### Work order
Take the data below and copy exactly the lines starting at the one with "Where can the concrete" and finishing at the one with "Query: concrete culvert pipe", both included.

### The records
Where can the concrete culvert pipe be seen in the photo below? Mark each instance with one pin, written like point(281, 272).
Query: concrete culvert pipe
...
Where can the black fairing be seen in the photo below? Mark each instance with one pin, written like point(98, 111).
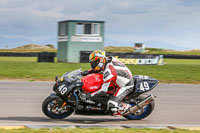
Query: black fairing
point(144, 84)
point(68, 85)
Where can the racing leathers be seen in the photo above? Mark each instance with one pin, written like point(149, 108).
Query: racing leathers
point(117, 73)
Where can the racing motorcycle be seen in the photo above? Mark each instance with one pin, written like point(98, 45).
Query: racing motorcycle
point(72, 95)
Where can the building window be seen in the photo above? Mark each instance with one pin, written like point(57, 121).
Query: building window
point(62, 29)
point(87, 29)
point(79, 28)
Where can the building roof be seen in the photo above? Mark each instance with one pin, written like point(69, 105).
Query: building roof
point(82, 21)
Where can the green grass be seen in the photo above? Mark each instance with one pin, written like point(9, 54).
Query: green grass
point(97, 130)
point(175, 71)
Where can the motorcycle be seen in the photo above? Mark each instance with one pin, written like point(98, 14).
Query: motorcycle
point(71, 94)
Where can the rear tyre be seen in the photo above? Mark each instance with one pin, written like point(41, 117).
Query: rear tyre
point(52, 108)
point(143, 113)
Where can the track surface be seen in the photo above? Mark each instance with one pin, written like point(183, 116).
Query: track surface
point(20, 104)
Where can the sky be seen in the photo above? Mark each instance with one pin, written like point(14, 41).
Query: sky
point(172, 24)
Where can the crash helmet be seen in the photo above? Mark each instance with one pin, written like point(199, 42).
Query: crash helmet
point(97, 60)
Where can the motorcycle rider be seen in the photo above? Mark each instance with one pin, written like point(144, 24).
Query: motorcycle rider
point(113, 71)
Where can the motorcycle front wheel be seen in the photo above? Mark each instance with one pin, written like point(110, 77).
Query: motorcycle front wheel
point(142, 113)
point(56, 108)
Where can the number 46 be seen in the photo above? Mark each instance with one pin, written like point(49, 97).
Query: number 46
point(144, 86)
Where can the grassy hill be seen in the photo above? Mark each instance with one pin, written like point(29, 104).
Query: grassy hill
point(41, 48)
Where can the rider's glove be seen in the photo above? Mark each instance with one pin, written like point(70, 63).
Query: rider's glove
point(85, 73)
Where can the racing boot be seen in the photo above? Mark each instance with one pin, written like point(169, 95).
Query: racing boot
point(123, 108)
...
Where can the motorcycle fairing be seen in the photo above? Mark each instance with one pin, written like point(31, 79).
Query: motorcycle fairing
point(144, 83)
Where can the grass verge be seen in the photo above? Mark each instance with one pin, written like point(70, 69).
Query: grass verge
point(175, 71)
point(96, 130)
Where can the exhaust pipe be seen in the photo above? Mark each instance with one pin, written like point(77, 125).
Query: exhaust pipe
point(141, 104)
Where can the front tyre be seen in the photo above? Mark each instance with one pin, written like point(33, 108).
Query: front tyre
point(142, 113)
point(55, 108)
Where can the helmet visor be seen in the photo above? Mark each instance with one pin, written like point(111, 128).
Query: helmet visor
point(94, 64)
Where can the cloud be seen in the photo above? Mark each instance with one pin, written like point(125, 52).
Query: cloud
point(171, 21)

### Exercise answer
Where can the concrete culvert pipe be seen in the photo below? Mark each instance with one pin, written like point(281, 272).
Query: concrete culvert pipe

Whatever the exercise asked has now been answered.